Exercise brief →
Copy the data from the line containing "Each instance of the black t-shirt" through the last line of the data, both ends included and requests kept, shifting every answer coordinate by adding 39 to each x and y value. Leave the pictures out of your answer.

Data supplied →

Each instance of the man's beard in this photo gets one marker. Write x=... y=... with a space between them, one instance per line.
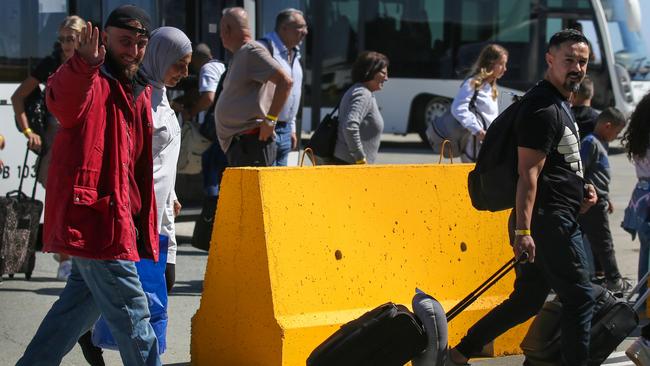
x=123 y=72
x=572 y=85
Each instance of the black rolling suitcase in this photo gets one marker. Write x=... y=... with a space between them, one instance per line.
x=613 y=320
x=19 y=221
x=390 y=335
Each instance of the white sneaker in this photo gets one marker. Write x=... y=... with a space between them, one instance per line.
x=639 y=352
x=63 y=272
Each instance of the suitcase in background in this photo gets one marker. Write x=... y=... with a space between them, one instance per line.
x=19 y=221
x=613 y=320
x=389 y=335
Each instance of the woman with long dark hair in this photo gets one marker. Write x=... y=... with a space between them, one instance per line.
x=360 y=122
x=636 y=141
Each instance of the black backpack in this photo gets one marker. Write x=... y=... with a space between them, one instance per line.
x=208 y=128
x=492 y=185
x=36 y=111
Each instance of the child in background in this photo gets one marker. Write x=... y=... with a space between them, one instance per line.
x=595 y=222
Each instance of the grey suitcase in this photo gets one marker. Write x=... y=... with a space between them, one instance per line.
x=19 y=220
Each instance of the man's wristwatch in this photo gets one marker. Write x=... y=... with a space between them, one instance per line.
x=270 y=120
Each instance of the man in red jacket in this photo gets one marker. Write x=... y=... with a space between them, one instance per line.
x=100 y=206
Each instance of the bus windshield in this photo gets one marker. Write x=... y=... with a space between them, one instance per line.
x=624 y=25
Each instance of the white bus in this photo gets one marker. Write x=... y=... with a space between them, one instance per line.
x=432 y=43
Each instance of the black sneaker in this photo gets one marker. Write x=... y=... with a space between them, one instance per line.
x=92 y=353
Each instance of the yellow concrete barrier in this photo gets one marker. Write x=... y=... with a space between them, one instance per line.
x=300 y=251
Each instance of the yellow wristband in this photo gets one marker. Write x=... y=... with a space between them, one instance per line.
x=522 y=232
x=272 y=117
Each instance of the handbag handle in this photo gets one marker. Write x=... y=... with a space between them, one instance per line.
x=310 y=152
x=442 y=151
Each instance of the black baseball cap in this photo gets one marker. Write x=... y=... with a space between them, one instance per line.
x=121 y=16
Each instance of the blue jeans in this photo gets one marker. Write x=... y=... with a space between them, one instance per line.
x=283 y=142
x=108 y=287
x=560 y=264
x=213 y=163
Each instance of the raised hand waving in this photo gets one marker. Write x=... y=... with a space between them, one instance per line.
x=89 y=48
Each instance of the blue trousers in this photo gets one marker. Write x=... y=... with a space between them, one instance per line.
x=108 y=287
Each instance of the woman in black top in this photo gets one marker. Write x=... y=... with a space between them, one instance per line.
x=68 y=41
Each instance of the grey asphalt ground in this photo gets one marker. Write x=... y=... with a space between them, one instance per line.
x=23 y=304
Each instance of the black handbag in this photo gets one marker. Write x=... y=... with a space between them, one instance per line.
x=36 y=111
x=323 y=140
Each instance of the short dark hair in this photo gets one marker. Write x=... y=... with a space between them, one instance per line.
x=586 y=89
x=284 y=16
x=567 y=35
x=367 y=65
x=612 y=115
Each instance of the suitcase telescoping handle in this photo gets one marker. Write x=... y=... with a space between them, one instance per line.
x=474 y=295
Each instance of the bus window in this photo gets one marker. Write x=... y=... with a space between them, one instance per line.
x=580 y=4
x=589 y=30
x=338 y=46
x=270 y=10
x=627 y=40
x=28 y=30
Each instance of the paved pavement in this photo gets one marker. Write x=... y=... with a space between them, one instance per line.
x=24 y=303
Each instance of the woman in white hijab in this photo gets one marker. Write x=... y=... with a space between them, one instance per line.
x=168 y=55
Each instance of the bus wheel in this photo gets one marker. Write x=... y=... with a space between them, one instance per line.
x=435 y=107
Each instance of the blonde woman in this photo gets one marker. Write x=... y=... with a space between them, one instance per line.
x=65 y=46
x=477 y=116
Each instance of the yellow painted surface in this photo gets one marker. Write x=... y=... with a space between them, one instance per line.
x=300 y=251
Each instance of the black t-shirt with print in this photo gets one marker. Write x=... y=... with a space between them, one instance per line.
x=546 y=126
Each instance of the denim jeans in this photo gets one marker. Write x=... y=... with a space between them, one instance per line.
x=283 y=142
x=560 y=264
x=213 y=163
x=109 y=287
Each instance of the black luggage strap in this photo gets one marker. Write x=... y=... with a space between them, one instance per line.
x=474 y=295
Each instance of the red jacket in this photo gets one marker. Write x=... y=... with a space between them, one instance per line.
x=87 y=205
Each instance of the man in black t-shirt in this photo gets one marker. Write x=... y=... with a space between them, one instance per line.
x=550 y=194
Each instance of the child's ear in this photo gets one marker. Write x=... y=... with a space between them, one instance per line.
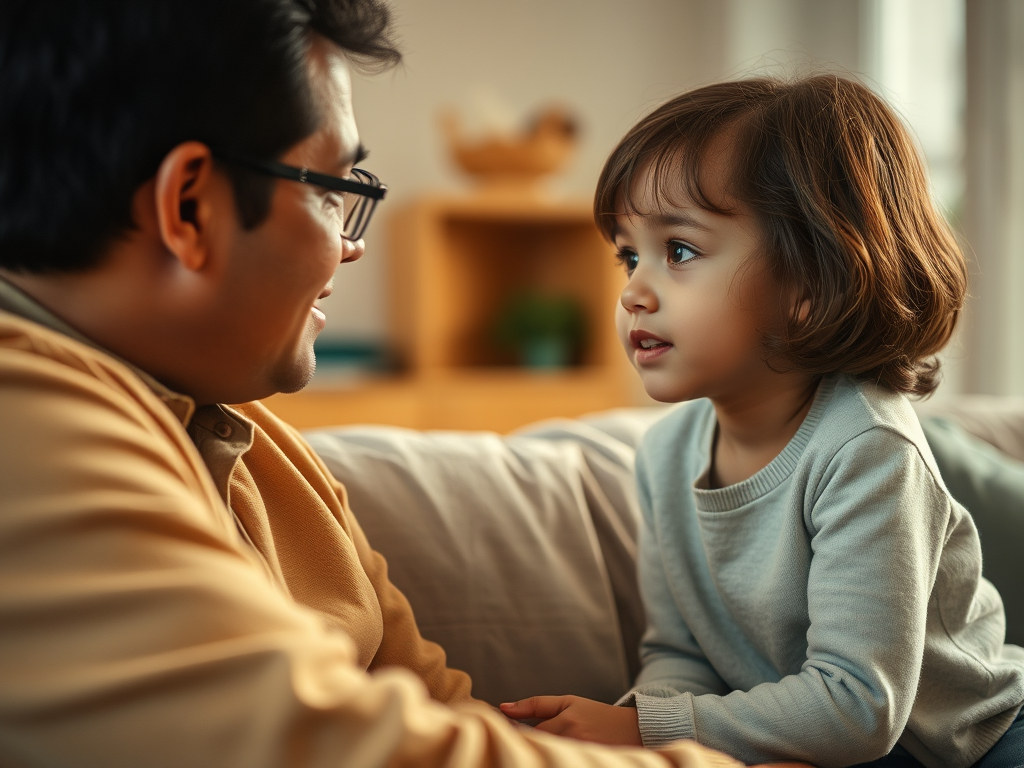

Reply →
Each instance of the black t-shirt with print in this photo gets one marker. Write x=... y=... with a space between them, one instance per line.
x=585 y=165
Each instance of the denim jeans in this photo gets one marker. Write x=... y=... with a space between them, one instance per line.
x=322 y=181
x=599 y=303
x=252 y=202
x=148 y=326
Each instance of the black luggage strap in this photo gets one marker. Write x=... y=... with a space between them, one instance per line.
x=513 y=334
Each instance of the red jacket in this photo gets one marker. Write x=... y=... with a space between them, one instance per line.
x=126 y=244
Each instance of the man in black t-shirt in this photo gets one marker. Write x=... y=... with a space between them, one instance per line.
x=589 y=233
Each instance of the child's ear in this photo gets one marker. Write x=... y=... with a space between them, one instance per line.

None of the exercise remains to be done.